Exercise requirements:
• A. Answer these from the article on Facebook's user data, one answer per line, marked (i), (ii), (iii):
(i) At which university was Mr. Deshpande an undergraduate?
(ii) On what date do the GDPR rules come into effect?
(iii) What share of American online commerce does Amazon control?
• B. Put this sentence from the article on Facebook's user data into Spanish: "Senno is the first sentiment analysis platform built on a decentralized ledger."
• C. Return the passage of the article on Facebook's user data that begins at the words "Artificial intelligence technology" and stops after "artificial intelligence engines.", copied without changes.

Extract to read:
★ ★ ★ ★ ★ ★ ★

Before Mark Zuckerberg’s testimony to Congress, Facebook stated that it had disabled the search tools “malicious actors” had used to collect information on most of its 2 billion users. “But this vulnerability remains,” says Pawan Deshpande, founder and chief executive of Curata, “I know because I invented it.” 14 years ago, as an undergraduate at MIT, Mr. Deshpand was frustrated with the amount time he was spending trying to connect with the largest number “friends” on the then-nascent Facebook. His need for speed was the mother of an invention he co-created for Microsoft that allowed “mining” of users’ shared data.
In order to uncover identities of Facebook users all that is needed, Mr. Deshpande explained, is to create an email account on any service, fill its address book with email addresses of intended targets and then upload those contacts into Facebook. Identities of users with matching email addresses will then be revealed. Mr. Deshpande points out that millions of email addresses are available for purchase on the dark web. A more complicated enhancement of this technique to influence a specific voter or lawmaker involves guessing “thousands of possible permutations of the victim’s email address.”
Schumpeter quotes a popular meme: “if data are the new oil, then Facebook’s Cambridge Analytica fiasco is the equivalent of Deepwater Horizon.” It then follows that artificial intelligence (AI) is the internal combustion engine of the technological revolution. User data is the fuel of the big technology companies. Without oil, we'd be better off with a horse; without data, human cognition beats a computer. Facebook, with its 2 billion users worldwide is the Standard Oil of data today. When asked by Senator Lindsey Graham (R-S.C.) who his biggest competitor is, Mark Zuckerberg said, “I think the categories of -- did you want just one? I'm not sure I can give one, but can I give a bunch?”
To Senator Graham’s question about regulation of Facebook, “You think the Europeans had it right?” Mr. Zuckerberg responded, “I think they get things right.” Senator Graham was referring to the European Union General Data Protection Regulations (GDPR) which come into effect on May 25th. Under GDPR, fines for mishandling personal information can be set as high as 4% of global revenue. That means a further misstep by Facebook could cost it upwards of $1.6 billion.
Artificial intelligence technology and its benefits are available to those companies that can now afford it. Amazon makes significant use of AI and now controls 40% of American online commerce. Because of its success and profitability, Amazon can afford more AI and stands to continue to increase its market share. The largest firms that have the resources to invest in AI stand to attract more customers by offering lower prices and putting smaller competitors out of business. Those same firms have access to the most customer data to fuel their artificial intelligence engines.
With blockchain technology, smaller companies and individuals who wish to use AI for decision-making may soon be able to. The Senno Network was designed to address the major barriers to data gathering, and scaling in sentiment analysis. Sentiment analysis is widely applied to understand customer's perception of a company, brand or product through data gathered from social media, reviews, and online surveys for applications that range from building successful marketing campaigns to customer service to financial decisions and company restructuring. Senno is the first sentiment analysis platform built on a decentralized ledger. Using the NEO platform, Senno will provide an open application programming interface (API) and software development kit (SDK) for sophisticated business intelligence analytics. The Senno digital coin (SENNO) is in pre-sale until the end of April. SENNO will be used to reward hardware contributors and software developers, as well as commission affiliates that send referrals. Senno will enable both companies and individuals to receive real-time indications of public opinion and changes in sentiment.

★ ★ ★ ★ ★ ★ ★

Entries supplied:

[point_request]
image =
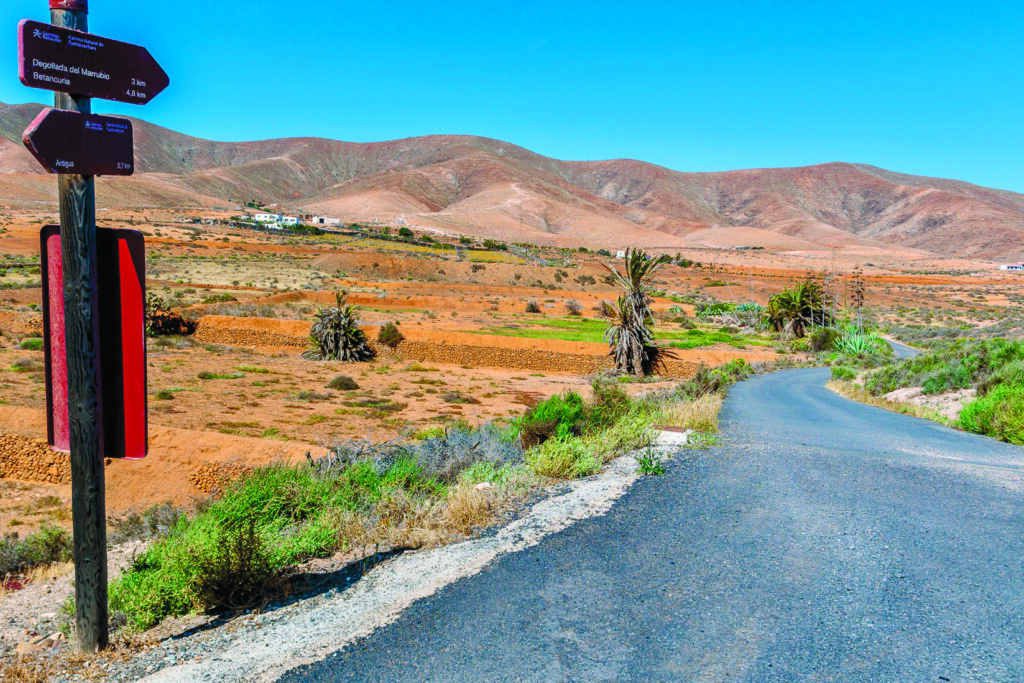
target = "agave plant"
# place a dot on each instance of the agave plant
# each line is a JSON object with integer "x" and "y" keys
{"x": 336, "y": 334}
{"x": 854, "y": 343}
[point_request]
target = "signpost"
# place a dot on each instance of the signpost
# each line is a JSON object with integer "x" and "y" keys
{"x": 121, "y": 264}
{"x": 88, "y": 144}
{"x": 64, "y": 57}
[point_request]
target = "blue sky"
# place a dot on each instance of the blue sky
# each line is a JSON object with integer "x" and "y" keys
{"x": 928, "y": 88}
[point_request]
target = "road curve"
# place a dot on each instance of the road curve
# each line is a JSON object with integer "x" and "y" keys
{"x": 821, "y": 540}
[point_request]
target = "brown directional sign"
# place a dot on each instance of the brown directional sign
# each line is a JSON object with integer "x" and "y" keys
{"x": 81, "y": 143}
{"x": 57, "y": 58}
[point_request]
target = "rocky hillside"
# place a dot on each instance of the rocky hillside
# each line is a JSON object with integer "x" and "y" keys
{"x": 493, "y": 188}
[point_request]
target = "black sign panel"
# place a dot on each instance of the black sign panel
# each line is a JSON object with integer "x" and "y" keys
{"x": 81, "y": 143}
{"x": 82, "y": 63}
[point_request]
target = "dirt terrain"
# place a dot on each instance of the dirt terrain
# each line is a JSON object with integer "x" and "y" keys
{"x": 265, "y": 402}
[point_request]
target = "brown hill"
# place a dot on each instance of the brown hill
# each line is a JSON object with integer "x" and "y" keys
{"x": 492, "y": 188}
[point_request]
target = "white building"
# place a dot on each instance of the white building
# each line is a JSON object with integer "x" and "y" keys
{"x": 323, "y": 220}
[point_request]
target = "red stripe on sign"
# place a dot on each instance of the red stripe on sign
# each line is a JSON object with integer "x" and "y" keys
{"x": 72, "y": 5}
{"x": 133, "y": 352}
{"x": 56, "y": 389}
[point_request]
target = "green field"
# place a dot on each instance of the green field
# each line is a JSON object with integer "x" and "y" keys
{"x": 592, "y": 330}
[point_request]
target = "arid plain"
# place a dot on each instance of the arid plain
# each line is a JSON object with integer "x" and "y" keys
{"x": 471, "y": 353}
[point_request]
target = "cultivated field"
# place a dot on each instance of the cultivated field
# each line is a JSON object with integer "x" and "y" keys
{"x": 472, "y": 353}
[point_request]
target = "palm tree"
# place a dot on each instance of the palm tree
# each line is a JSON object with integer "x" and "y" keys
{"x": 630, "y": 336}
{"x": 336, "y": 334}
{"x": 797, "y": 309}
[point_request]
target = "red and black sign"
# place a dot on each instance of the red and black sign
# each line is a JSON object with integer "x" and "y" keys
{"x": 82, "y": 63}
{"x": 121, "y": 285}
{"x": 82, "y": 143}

★ ★ ★ ★ ★ ★ ★

The responses:
• A.
(i) MIT
(ii) May 25th
(iii) 40%

• B. Senno es la primera plataforma de análisis de sentimiento construida sobre un registro descentralizado.

• C.
Artificial intelligence technology and its benefits are available to those companies that can now afford it. Amazon makes significant use of AI and now controls 40% of American online commerce. Because of its success and profitability, Amazon can afford more AI and stands to continue to increase its market share. The largest firms that have the resources to invest in AI stand to attract more customers by offering lower prices and putting smaller competitors out of business. Those same firms have access to the most customer data to fuel their artificial intelligence engines.